Governorates vary in their problems, with Cairo’s unemployment among men and university degree holders exceeding the national averages. Alexandria has a similar predicament but has higher rates of female unemployment. Delta region problems (Behera, Sharkiyya and Gharbiyya) range from youth to male, female, as well as high unemployment among university and intermediate degree holders. Similar rates are reported from Upper Egypt, Sohag, Minya, Asyout and Fayoum.

Upper Egypt’s dilemma is further compounded by high rates of poverty. Egypt’s Household Income, Expenditure and Consumption Survey (HIECS) for 2010-2011 shows that 69 and 59 per cent of the respective populations of Sohag and Asyout are living below the national poverty line, dropping to 60 and 55 per cent, respectively, in the HIECS for 2012-2013, which is lower but still painfully high.

Understandably, one thinks of two “whats” in this regard: what factors may have contributed to these governorates’ inability to generate sufficient employment; and what can be done to solve their unemployment problems?

In taking up these questions one is tempted to estimate the overall capital intensity of each governorate’s leading activities, namely agriculture, industry and services, in order to find out whether capital intensity may be behind the low rates of job creation.

• [Data records]:
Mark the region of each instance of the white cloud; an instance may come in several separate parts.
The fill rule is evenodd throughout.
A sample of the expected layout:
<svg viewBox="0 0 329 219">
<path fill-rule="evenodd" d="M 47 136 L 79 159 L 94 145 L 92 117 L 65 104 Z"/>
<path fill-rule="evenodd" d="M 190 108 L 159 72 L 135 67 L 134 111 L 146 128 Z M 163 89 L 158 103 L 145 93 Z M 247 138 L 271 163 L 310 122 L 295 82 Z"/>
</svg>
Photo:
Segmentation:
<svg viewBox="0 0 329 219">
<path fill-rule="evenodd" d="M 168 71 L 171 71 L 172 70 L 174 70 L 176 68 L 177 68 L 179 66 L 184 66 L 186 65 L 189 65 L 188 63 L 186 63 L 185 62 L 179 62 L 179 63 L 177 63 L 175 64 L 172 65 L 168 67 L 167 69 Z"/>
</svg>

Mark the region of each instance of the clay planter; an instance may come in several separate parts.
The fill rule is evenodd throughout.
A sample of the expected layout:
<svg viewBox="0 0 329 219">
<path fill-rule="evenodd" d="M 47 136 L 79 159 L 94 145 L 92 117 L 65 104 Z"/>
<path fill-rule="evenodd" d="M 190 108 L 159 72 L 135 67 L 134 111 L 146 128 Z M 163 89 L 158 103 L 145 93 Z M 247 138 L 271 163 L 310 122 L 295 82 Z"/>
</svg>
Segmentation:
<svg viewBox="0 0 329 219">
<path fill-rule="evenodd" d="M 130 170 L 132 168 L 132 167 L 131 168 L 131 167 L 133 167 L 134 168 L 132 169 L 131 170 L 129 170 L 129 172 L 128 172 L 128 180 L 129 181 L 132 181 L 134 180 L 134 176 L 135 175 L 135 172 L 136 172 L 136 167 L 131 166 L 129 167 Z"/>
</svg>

• [Work order 1]: Copy the part of the passage on unemployment in Egypt's governorates that begins at the words "Understandably, one thinks" and stops after "of job creation.".
• [Work order 2]: List every governorate that the passage on unemployment in Egypt's governorates places in the Delta region.

• [Output 1]:
Understandably, one thinks of two “whats” in this regard: what factors may have contributed to these governorates’ inability to generate sufficient employment; and what can be done to solve their unemployment problems?

In taking up these questions one is tempted to estimate the overall capital intensity of each governorate’s leading activities, namely agriculture, industry and services, in order to find out whether capital intensity may be behind the low rates of job creation.

• [Output 2]:
Behera
Sharkiyya
Gharbiyya